▶ [REQUIRED WORK] Please rewrite all of the data below as a JSON list of strings, one string for each line, leaving out any blank lines.

▶ [AVAILABLE DATA]
--- begin ---

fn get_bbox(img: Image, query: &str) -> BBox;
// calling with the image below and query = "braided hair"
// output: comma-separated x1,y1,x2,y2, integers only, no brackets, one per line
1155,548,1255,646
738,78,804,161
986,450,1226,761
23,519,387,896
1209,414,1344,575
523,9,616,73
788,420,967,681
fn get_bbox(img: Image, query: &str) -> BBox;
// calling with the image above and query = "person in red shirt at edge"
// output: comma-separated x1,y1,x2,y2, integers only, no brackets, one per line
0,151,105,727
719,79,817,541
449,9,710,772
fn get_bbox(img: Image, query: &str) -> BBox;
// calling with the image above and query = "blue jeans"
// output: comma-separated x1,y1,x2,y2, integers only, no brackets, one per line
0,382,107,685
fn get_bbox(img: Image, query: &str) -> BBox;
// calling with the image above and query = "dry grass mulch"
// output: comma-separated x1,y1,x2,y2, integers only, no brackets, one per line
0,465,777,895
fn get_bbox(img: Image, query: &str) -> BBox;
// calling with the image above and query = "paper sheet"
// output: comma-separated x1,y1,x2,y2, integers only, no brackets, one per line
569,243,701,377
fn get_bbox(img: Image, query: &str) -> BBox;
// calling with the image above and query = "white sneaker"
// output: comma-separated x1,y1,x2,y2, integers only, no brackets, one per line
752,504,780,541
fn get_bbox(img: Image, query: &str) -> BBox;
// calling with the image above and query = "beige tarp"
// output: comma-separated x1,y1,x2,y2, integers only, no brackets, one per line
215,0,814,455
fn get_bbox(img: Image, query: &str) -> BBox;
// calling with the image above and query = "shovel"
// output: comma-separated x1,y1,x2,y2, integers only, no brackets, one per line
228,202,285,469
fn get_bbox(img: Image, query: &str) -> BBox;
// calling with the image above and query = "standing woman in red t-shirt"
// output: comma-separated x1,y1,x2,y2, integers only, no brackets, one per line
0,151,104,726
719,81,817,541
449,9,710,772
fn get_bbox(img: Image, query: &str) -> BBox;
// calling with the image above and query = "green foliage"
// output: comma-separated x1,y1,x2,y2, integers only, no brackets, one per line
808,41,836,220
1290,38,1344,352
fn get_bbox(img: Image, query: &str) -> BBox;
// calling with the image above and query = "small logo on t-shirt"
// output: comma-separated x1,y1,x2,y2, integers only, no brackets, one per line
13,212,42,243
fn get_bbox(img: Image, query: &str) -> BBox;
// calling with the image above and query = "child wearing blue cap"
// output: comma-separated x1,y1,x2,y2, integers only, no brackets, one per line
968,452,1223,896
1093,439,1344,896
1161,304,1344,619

--- end ---

▶ [WRITTEN RESPONSE]
[
  "fn get_bbox(img: Image, query: &str) -> BBox;",
  "// calling with the image below and query = \"braided hair\"",
  "// output: comma-separated x1,y1,x2,y2, integers only, no brackets, one per line",
  "1155,548,1255,646",
  "738,78,804,161",
  "986,450,1226,761",
  "23,519,387,896",
  "1209,414,1344,575",
  "523,9,616,73",
  "788,420,967,681",
  "fn get_bbox(img: Image, query: &str) -> BBox;",
  "// calling with the image above and query = \"person in red shirt at edge\"",
  "// output: comma-separated x1,y1,x2,y2, integers only, no brackets, one per line",
  "0,151,105,727",
  "719,79,817,541",
  "449,9,710,772",
  "fn get_bbox(img: Image, query: &str) -> BBox;",
  "// calling with the image above and query = \"blue jeans\"",
  "// output: comma-separated x1,y1,x2,y2, integers only, no brackets, one per line",
  "0,382,107,685",
  "fn get_bbox(img: Image, query: &str) -> BBox;",
  "// calling with the image above and query = \"dry grass mulch\"",
  "// output: comma-separated x1,y1,x2,y2, integers only, no brackets, one per line",
  "0,465,777,895",
  "fn get_bbox(img: Image, query: &str) -> BBox;",
  "// calling with the image above and query = \"paper sheet\"",
  "// output: comma-separated x1,y1,x2,y2, integers only, no brackets, one per line",
  "569,243,701,377",
  "fn get_bbox(img: Image, query: &str) -> BBox;",
  "// calling with the image above and query = \"white sneaker\"",
  "// output: comma-separated x1,y1,x2,y2, integers only, no brackets, one per line",
  "752,504,780,541",
  "fn get_bbox(img: Image, query: &str) -> BBox;",
  "// calling with the image above and query = \"beige tarp\"",
  "// output: comma-separated x1,y1,x2,y2, integers only, no brackets, one per line",
  "215,0,814,455",
  "fn get_bbox(img: Image, query: &str) -> BBox;",
  "// calling with the image above and query = \"shovel\"",
  "// output: comma-separated x1,y1,x2,y2, integers only, no brackets, one per line",
  "228,202,285,469",
  "fn get_bbox(img: Image, query: &str) -> BBox;",
  "// calling with the image above and query = \"standing woman in red t-shirt\"",
  "// output: comma-separated x1,y1,x2,y2, integers only, no brackets, one per line",
  "0,151,104,726",
  "719,81,817,541",
  "449,9,710,772",
  "fn get_bbox(img: Image, query: &str) -> BBox;",
  "// calling with the image above and query = \"green foliage\"",
  "// output: comma-separated x1,y1,x2,y2, integers only, no brackets, one per line",
  "808,41,836,220",
  "1290,38,1344,352",
  "fn get_bbox(img: Image, query: &str) -> BBox;",
  "// calling with the image above and query = \"small logo on t-shirt\"",
  "// output: comma-separated x1,y1,x2,y2, integers only, no brackets, one per line",
  "13,212,42,243",
  "fn get_bbox(img: Image, query: &str) -> BBox;",
  "// calling with the image above and query = \"child wearing blue cap\"",
  "// output: comma-separated x1,y1,x2,y2, integers only, no brackets, one per line",
  "968,452,1223,896",
  "1093,439,1344,896",
  "1161,304,1344,619"
]